Judge orders release of three Dartmouth ICE detainees
A federal judge ordered the release of three detainees in an Immigrations and Customs Enforcement facility in Dartmouth on Friday due to concerns of a coronavirus outbreak at the detention center.
The order for release from US District Court Judge William Young came after ICE voluntarily released six others from the Faunce Corner Road jail.
The ICE facility has come under scrutiny in the past week due to the pandemic, with detainees on strike against allegedly unsafe conditions, a federal lawsuit requesting their release, and with one nurse testing positive for Covid-19.
Commonwealth Magazine reported that none of those released have prior convictions or charges against them, and that they will be placed under house arrest and quarantined for 14 days following their release.
The judge is also reportedly looking at a list of 50 other detainees who may be eligible for release in the next week out of concerns about a lack of social distancing at the facility.

> [HOW TO COMPLETE THIS TASK] Continue the news report on the Dartmouth ICE detainee releases from its last sentence.

> [INFORMATION]
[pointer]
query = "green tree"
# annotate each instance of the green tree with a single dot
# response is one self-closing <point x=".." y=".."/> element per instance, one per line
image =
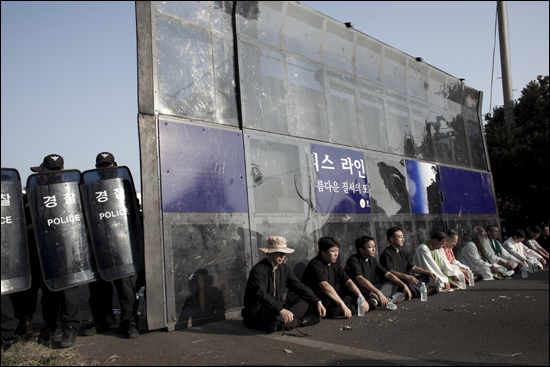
<point x="520" y="154"/>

> [RESULT OF THE EXERCISE]
Detainees have been protesting conditions in which beds are just three feet apart, making it impossible to maintain the recommended six feet of distance from another person. The protest included a strike started on March 30 and a federal lawsuit filed on March 27.
The nurse tested positive for coronavirus on April 1 after she went home with a low-grade fever on March 25. She had worked an overnight shift at the ICE facility and the women’s center.
The call to release those in the ICE detention center comes as jails across the country, including in New York and Chicago, are releasing inmates to slow the spread of the virus through the prison system.
Sheriff Thomas Hodgson wrote in a tweet on Friday afternoon that he believes “everyone — inmates, ICE detainees, people in the community — are more safe during this national epidemic when those ordered behind bars by a judge remain incarcerated.”
He had previously noted that “inmates have more immediate access to medical care than the average citizen in the community.”
“Sheriff Hodgson has repeatedly argued that removal of even people who simply can’t afford to pay bail is somehow a danger to public safety,” commented Rafael Pizarro of Bristol County for Correctional Justice in a press release. “This ruling highlights that many who are incarcerated are neither violent felons, nor a danger to the public.”
“We welcome this step forward and consider it an important precedent for the future,” he added.